Seçilen metin:

_ _ _

Nasıl
fotoğraflanmayacağını, 1987’den ve 27 yaşımdan başlayarak, bolca gördüğüm
‘National Geographic’ dergisindeki, fotoğraflı Türkiye ve İstanbul
röportajlarından öğrendim.
Onların
tarzı, imajbank tarzı bile değil. Oryantalist bile değil. Doğrudan anlık,
güncel, aktuel, damardan duyguya girecek görüntüler. Basit, aptalca derecesinde
ilkel.
Zaman
içinde bu tonlamalar değiştiği için, kendini baştan inkar eden ve değilleyen
bir tarz bu.
Bunun
abartılısı da, bugün ünlülerin evlerindeki en samimi pozları dizileriyle kadın
ve magazin dergilerinde var.
Not:
Benim 1978 baharında Pendik’te gördüğüm, her yanı siyah, beyaz ve turuncu evin
iç mimarisi, bu tarzın başları herhalde. Çünkü, 1960’lara kadar inen dergi
okurluğum da, böylesi bir ilk dalgayı o yıllarda görüyorum.
Ek
olarak da, sinemadaki ‘technicolor’ tarzı bir fonsal-siyah ağırlıklılık da var
o ‘National Geographic’ fotoğraflarında.
Güzelin
değil ama doğrunun, öyle değil 10 yılda bir, yüzlerce yılda bir ancak
değişebileceğini, güya belgeselci ‘National Geographic’ çizgisi hiç öğrenemedi.
Bunun
yanısıra, Gültekin Çizgen’de simgeselleşen, 1977’de bile, biz amatörlerin yüzüne bakmayan fotoğraf
duayenlerinin turizm afişi çizgisi var. (O amatörler sayesinde, son 15
yıldır altın kesesi doldurmaları da ayrı bir geyik.) Onları, yanlış-İstanbul
değil, duayen-değil olarak değilledik.
Bu iki
sol ve sağ ayraca daralırsak, aslında çekecek çok az şey ve tarz kalıyor
geriye.
Ara
Güler gibi 2,5 milyon karede 2,5 kare yakalayamamaktansa, 2,5 bin karede 2,5-25
kare yakalamayı yeğleriz. Bu arada yüzlerce kareyi de çekmeyi boşveririz veya
ıskalarız.
Kendi
hesabıma, İstanbul 2017’yi 250-2.500 kare ile simgesellerim gibime geliyor. 4 x
25 = 100’e limit giden elde-var’lar
ile Kuburkent İstanbul simgesellemesi iyiden daha iyi gitti.

_ _ _

Sınırlayıcı kutu verilerinden alıntılar:
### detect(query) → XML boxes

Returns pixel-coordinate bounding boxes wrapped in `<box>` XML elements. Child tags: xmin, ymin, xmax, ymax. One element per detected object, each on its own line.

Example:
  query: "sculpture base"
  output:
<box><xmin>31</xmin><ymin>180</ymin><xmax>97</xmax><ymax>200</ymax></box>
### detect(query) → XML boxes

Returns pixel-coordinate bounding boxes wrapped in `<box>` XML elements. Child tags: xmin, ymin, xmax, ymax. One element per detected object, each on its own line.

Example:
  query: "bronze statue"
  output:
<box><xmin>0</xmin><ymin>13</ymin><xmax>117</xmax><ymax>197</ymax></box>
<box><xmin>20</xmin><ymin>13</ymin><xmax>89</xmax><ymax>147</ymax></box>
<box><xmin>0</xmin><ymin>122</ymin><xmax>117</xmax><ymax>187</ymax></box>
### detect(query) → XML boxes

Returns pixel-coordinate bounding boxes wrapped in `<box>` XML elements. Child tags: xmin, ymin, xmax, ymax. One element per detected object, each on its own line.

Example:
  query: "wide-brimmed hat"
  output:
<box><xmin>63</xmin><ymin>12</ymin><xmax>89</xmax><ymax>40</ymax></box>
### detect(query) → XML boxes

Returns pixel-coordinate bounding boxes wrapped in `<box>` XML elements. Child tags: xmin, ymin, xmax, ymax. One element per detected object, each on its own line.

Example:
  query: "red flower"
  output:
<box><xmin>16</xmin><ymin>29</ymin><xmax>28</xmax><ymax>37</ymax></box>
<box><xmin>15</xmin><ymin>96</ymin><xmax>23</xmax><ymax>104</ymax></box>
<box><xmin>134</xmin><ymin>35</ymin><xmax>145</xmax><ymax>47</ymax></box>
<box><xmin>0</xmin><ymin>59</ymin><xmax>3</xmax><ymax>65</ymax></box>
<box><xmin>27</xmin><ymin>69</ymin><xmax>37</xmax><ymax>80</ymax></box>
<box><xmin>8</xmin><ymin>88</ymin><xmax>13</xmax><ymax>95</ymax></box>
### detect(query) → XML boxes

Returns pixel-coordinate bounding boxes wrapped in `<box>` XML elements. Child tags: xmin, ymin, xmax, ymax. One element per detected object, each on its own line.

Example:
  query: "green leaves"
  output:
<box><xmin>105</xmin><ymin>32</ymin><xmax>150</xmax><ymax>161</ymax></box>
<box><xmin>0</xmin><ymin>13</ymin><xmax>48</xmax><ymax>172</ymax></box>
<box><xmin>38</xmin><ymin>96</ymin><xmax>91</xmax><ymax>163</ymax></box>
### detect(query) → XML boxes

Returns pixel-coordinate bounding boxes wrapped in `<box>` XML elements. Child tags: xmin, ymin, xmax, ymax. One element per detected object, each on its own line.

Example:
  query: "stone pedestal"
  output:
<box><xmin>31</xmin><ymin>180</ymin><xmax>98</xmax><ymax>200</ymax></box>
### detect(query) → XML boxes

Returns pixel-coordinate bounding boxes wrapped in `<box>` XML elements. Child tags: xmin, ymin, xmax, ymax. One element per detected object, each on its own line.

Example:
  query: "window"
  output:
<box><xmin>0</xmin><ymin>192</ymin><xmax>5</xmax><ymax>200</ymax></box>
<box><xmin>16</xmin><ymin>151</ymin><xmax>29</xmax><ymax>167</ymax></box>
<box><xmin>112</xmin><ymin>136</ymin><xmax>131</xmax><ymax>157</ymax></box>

_ _ _

Verilen görev A: Fotoğrafçılık üzerine yazıda, anlatıcı ‘National Geographic’ dergisini hangi yıldan ve kaç yaşından itibaren bolca gördüğünü söylüyor?
Verilen görev B: Fotoğrafçılık üzerine yazıda rakamla yazılmış bütün yıl ve on yıl ifadelerini metindeki sırasıyla listeleyin.
Verilen görev C: Fotoğrafçılık üzerine yazıyı son cümlesinden sonra devam ettirerek ilerletin.

Görevin cevabı A: 1987’den ve 27 yaşından itibaren.

Görevin cevabı B: 1987, 1978, 1960’lar, 1977, 2017

Görevin cevabı C:
Ancak;
kuburkent varsa, çocukkent de var, ölümkent de var, kültürsüzleşenkent de var.Yani,
40 yıldır izlediğim ve kendimce önem açısından ilk 10-20 sıraya koyduğum
süreçler var. ‘Kuburkent 2014-2017’ oluşumu, lümpenleşme ve ümmileşme sürecinin bir parçası: Çok-çok
içine kakıldığım için, benim açımdan duygusalca önem kazandı ve öne çıktı. Artı,
öznel bakış açısıyla, ‘Bebek-kampüs BÜ – 1977-2017’, manyak güzel bir portfolyo
olurdu.
Yani,
fotoğraflayacağım ve fotoğraflamayacağım İstanbul örneklemeleri bunlar.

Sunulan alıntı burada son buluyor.